→ Problem statement
Print the data in full, exactly as it reads.

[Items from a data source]
· · · ·

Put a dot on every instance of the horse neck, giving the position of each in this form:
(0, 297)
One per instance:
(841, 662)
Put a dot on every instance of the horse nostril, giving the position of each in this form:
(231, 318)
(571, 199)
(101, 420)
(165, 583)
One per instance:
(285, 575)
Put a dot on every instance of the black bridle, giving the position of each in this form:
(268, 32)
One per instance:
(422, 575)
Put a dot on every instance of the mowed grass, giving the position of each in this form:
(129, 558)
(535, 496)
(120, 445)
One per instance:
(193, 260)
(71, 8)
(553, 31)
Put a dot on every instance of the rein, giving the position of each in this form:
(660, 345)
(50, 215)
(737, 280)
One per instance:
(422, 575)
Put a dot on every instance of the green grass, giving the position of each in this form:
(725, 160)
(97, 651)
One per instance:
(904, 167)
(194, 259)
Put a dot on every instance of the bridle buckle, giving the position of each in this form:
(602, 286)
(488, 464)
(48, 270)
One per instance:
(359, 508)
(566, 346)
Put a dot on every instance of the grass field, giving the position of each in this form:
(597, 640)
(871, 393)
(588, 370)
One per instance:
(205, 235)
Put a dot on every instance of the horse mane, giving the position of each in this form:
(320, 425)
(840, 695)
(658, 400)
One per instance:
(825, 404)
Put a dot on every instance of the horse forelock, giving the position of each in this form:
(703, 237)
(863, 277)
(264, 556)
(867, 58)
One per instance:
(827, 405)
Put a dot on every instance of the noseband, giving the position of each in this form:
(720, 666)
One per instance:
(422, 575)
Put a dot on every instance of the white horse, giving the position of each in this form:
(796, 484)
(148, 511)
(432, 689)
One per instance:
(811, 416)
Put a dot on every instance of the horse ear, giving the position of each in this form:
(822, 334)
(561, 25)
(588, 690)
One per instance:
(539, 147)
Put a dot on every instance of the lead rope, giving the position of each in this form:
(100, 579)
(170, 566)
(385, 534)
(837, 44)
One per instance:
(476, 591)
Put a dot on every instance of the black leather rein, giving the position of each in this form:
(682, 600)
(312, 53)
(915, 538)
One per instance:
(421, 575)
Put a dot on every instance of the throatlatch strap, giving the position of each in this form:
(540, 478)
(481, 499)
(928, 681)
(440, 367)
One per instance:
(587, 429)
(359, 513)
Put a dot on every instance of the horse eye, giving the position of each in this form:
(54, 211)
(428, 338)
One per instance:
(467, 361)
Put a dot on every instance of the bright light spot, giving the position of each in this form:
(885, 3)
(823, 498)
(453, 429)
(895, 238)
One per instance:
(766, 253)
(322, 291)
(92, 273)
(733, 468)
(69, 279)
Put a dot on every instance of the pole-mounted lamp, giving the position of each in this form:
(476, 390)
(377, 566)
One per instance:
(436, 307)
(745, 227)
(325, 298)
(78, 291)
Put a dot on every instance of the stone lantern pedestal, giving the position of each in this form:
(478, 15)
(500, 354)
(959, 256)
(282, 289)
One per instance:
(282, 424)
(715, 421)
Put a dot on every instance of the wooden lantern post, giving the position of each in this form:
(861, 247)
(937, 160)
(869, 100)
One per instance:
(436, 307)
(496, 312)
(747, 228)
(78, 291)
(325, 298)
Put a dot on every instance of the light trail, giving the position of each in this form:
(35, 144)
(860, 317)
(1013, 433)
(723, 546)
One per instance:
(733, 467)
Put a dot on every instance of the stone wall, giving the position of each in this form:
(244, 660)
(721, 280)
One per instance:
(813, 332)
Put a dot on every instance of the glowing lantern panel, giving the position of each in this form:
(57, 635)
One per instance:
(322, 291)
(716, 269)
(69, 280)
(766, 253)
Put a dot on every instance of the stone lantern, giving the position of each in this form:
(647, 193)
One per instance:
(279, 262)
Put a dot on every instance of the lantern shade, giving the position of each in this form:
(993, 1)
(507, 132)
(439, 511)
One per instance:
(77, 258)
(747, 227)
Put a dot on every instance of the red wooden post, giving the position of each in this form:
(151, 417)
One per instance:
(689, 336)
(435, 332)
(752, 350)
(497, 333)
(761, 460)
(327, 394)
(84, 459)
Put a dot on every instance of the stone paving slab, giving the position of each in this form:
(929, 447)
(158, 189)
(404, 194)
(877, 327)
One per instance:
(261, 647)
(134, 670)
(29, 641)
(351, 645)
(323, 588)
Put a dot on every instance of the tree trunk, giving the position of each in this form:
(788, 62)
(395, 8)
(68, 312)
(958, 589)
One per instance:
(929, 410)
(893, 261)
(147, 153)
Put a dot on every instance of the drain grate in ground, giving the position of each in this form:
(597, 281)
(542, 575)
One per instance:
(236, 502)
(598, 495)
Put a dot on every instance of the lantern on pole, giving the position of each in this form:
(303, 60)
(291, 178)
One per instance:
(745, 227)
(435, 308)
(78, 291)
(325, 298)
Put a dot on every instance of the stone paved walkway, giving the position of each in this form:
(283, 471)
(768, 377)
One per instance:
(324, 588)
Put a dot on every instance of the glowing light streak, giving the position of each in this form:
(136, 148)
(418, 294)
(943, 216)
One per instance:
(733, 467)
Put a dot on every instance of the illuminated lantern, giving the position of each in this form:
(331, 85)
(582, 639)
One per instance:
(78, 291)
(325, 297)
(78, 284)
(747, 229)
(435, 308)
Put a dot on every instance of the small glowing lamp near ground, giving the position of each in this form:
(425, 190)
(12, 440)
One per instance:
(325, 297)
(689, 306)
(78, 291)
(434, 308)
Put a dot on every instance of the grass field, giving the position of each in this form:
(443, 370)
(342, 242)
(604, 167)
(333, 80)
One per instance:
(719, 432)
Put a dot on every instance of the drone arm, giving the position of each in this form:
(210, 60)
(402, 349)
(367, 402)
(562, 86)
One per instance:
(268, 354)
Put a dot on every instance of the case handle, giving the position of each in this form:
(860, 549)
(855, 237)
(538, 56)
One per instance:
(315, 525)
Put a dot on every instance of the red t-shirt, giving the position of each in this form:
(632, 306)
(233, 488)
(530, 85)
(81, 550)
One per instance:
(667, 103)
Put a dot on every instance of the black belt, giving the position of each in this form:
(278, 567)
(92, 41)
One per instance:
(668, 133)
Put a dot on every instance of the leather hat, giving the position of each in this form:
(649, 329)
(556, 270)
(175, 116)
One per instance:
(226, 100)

· · · ·

→ Response below
Put a dot on every instance of the horse neck, giving the position of each in this form:
(0, 297)
One per instance:
(841, 662)
Put a dot on every instance of the horse nostril, giving the position of each in this form:
(231, 318)
(571, 199)
(101, 420)
(165, 583)
One per instance:
(285, 575)
Put a dot on every instance of the black bridle, giving the position of each in this form:
(268, 32)
One per instance:
(422, 575)
Put a dot on every instance of the mowed grass, giving the position of each in this form:
(129, 558)
(535, 496)
(120, 445)
One per instance:
(193, 260)
(71, 8)
(553, 31)
Put a dot on every instance of the rein, giving the position of each in this form:
(660, 345)
(50, 215)
(737, 280)
One per instance:
(422, 575)
Put a dot on every instance of the green grass, giving the position of each in this form:
(725, 160)
(97, 651)
One per instance:
(904, 167)
(194, 259)
Put a dot on every instance of the bridle buckle, giving the position of each in this form:
(602, 286)
(488, 464)
(48, 270)
One per instance:
(359, 508)
(566, 346)
Put a dot on every instance of the grass field, giving the position of each in this form:
(597, 640)
(871, 393)
(588, 370)
One per instance:
(205, 235)
Put a dot on every instance of the horse mane, giving the position of each in this form:
(320, 425)
(840, 695)
(658, 400)
One per instance:
(825, 404)
Put a dot on every instance of the horse forelock, giving the position of each in this form:
(703, 237)
(863, 277)
(264, 556)
(867, 58)
One per instance:
(827, 405)
Put a dot on every instance of the noseband, giving the position of each in this form:
(720, 666)
One per instance:
(422, 575)
Put a dot on every instance of the white horse, giving the position of each in this form:
(796, 484)
(148, 511)
(432, 689)
One per instance:
(811, 416)
Put a dot on every instance of the horse ear, giving the position of each in this form:
(822, 334)
(561, 25)
(588, 690)
One per instance:
(539, 147)
Put a dot on every instance of the lead rope, giving the position of each in this form:
(100, 579)
(170, 566)
(385, 534)
(837, 44)
One per instance:
(476, 591)
Put a dot on every instance of the black leather rein, giving the position of each in this form:
(682, 600)
(312, 53)
(915, 538)
One per instance:
(421, 575)
Put a dot on every instance of the throatlatch strap, giving the position of each in this form:
(540, 478)
(481, 499)
(928, 681)
(440, 367)
One per instance:
(587, 429)
(359, 513)
Put a dot on every instance of the horse eye, giving the position of each in this form:
(54, 211)
(428, 338)
One per instance:
(467, 361)
Put a dot on every instance of the bright light spot, giving the position of each in this form:
(885, 3)
(823, 498)
(453, 429)
(895, 238)
One per instance:
(766, 253)
(322, 291)
(92, 273)
(733, 468)
(69, 279)
Put a dot on every instance of the pole-mounted lamp, giving the position of each in this form:
(476, 390)
(377, 566)
One per instance:
(436, 307)
(745, 227)
(325, 298)
(78, 291)
Put a dot on every instance of the stone lantern pedestal, giving the position of each in this form:
(478, 15)
(500, 354)
(959, 256)
(282, 289)
One per instance:
(282, 424)
(715, 421)
Put a dot on every instance of the wooden lantern post, giving the position of each in this form:
(861, 247)
(937, 160)
(869, 100)
One per instance:
(436, 307)
(496, 312)
(747, 228)
(78, 291)
(325, 298)
Put a dot on every instance of the light trail, giving the position of each in this form:
(35, 144)
(860, 317)
(1013, 433)
(723, 546)
One per instance:
(733, 467)
Put a dot on every instance of the stone wall, giving the position of each in this form:
(244, 660)
(721, 280)
One per instance:
(813, 332)
Put a dot on every instance of the glowing lantern panel, giving the position of each in this form:
(57, 635)
One per instance:
(322, 291)
(716, 269)
(69, 280)
(766, 253)
Put a dot on every instance of the stone lantern, giving the position of each in this form:
(647, 193)
One per instance:
(279, 262)
Put a dot on every instance of the lantern shade, giving the position of each in this form:
(993, 1)
(507, 132)
(439, 511)
One per instance:
(77, 258)
(747, 227)
Put a dot on every instance of the red wooden post, giving the position of each in this form:
(151, 417)
One per instance:
(689, 336)
(435, 332)
(752, 350)
(497, 333)
(761, 460)
(327, 394)
(84, 459)
Put a dot on every instance of the stone paving slab, giving the position of each in this form:
(929, 447)
(158, 189)
(404, 194)
(877, 327)
One per instance:
(261, 647)
(134, 670)
(29, 641)
(351, 645)
(323, 588)
Put a dot on every instance of the tree trunk, giving the position of each in this form:
(788, 62)
(395, 8)
(68, 312)
(958, 589)
One per instance:
(929, 410)
(893, 261)
(147, 153)
Put a dot on every instance of the drain grate in ground, giving the position of each in this form:
(597, 281)
(542, 575)
One per instance:
(236, 502)
(598, 495)
Put a dot on every instance of the lantern on pole, giving the position of each in this form:
(303, 60)
(291, 178)
One per instance:
(745, 227)
(435, 308)
(78, 291)
(325, 298)
Put a dot on every instance of the stone paved walkway, giving the position of each in this form:
(283, 471)
(768, 377)
One per instance:
(324, 588)
Put a dot on every instance of the glowing light streak, giving the position of each in this form:
(136, 148)
(418, 294)
(943, 216)
One per instance:
(733, 467)
Put a dot on every instance of the illuminated lantern, giving the position of each in this form:
(331, 85)
(582, 639)
One per instance:
(78, 291)
(325, 297)
(78, 284)
(747, 229)
(435, 308)
Put a dot on every instance of the small glowing lamp near ground, giving the position of each in this form:
(425, 190)
(12, 440)
One per instance:
(325, 297)
(689, 306)
(78, 291)
(434, 308)
Put a dot on every instance of the grass field, giving the position of each in this form:
(443, 370)
(342, 242)
(604, 167)
(333, 80)
One per instance:
(719, 432)
Put a dot on every instance of the drone arm, giving the position of each in this form:
(210, 60)
(402, 349)
(367, 402)
(562, 86)
One per instance:
(268, 354)
Put a dot on every instance of the case handle, giving the position of each in this form:
(860, 549)
(855, 237)
(538, 56)
One per instance:
(315, 525)
Put a dot on every instance of the red t-shirt, giving the position of each in this form:
(632, 306)
(233, 488)
(530, 85)
(81, 550)
One per instance:
(667, 103)
Put a dot on every instance of the black belt, giving the position of each in this form:
(278, 567)
(92, 41)
One per instance:
(668, 133)
Put a dot on every instance of the leather hat, giving the position of each in this form:
(649, 329)
(556, 270)
(175, 116)
One per instance:
(226, 100)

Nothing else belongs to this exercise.